**WRITTEN INSTRUCTION**
Revise the listing below by changing "drop a point on" to "mark" everywhere it occurs, leaving everything else as it is. Omit the pictures from your answer.

━━━━━ SOURCE DATA

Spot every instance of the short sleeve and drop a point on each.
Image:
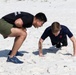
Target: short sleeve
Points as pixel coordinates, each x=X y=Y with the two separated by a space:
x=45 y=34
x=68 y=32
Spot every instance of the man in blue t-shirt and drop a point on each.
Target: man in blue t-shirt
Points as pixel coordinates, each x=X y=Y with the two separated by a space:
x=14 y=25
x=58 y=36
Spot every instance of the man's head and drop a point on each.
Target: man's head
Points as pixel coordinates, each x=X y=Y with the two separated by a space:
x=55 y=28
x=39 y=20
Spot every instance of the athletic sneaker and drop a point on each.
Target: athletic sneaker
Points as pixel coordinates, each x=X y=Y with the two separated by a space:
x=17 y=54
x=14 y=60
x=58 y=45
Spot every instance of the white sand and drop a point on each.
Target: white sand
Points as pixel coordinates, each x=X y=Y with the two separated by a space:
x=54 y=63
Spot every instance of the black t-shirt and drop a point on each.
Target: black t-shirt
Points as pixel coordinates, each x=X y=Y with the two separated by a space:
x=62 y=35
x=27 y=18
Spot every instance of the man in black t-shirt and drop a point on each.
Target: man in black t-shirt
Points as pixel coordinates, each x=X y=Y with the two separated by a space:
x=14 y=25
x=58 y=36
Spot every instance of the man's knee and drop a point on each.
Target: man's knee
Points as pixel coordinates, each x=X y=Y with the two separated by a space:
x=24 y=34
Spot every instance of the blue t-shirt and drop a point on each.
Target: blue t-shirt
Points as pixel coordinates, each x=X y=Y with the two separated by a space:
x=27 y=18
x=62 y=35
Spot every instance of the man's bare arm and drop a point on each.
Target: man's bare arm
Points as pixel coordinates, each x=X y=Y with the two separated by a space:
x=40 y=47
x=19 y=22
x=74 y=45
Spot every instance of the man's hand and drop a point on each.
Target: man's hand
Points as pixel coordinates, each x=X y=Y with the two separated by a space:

━━━━━━━━━━

**THE RESPONSE**
Spot every instance of the short sleeve and mark each.
Image:
Target: short sleeve
Points as pixel coordinates, each x=X y=Y with the two separated by a space:
x=45 y=34
x=68 y=32
Spot every instance of the man in blue t-shirt and mark each.
Target: man in blue t-shirt
Points as pixel coordinates, each x=X y=Y with the two separated by a space:
x=14 y=25
x=58 y=36
Spot every instance of the man's head and mark each.
Target: man's head
Points as pixel coordinates, each x=X y=Y with the two separated by a space:
x=55 y=28
x=39 y=20
Spot every instance of the athletic sneaker and mark each.
Target: athletic sneaker
Points as pixel coordinates, each x=X y=Y with the two separated by a space:
x=17 y=54
x=14 y=60
x=58 y=45
Spot every instance of the white sand and mark each.
Target: white sand
Points as pixel coordinates, each x=X y=Y with the two separated by a space:
x=54 y=63
Spot every instance of the black t-shirt and mark each.
Target: black t-shirt
Points as pixel coordinates, each x=X y=Y with the two separated by a space:
x=62 y=35
x=27 y=18
Spot every instance of the man in black t-shirt and mark each.
Target: man in black t-shirt
Points as pixel coordinates, each x=X y=Y with the two separated by a space:
x=14 y=25
x=58 y=36
Spot every instance of the man's knee and mark each.
Target: man's knee
Points as pixel coordinates, each x=X y=Y with the two separated by a space:
x=24 y=34
Spot every instance of the blue t-shirt and mark each.
Target: blue t-shirt
Points as pixel coordinates, each x=X y=Y with the two separated by a space:
x=27 y=18
x=62 y=35
Spot every instance of the man's bare arm and mark each.
Target: man's bare arm
Points as pixel coordinates, each x=X y=Y with the two separated by a space:
x=40 y=47
x=19 y=22
x=74 y=45
Spot every instance of the man's hand and mark each.
Target: man's hand
Points as pixel coordinates, each x=X y=Y with the two separated by a space:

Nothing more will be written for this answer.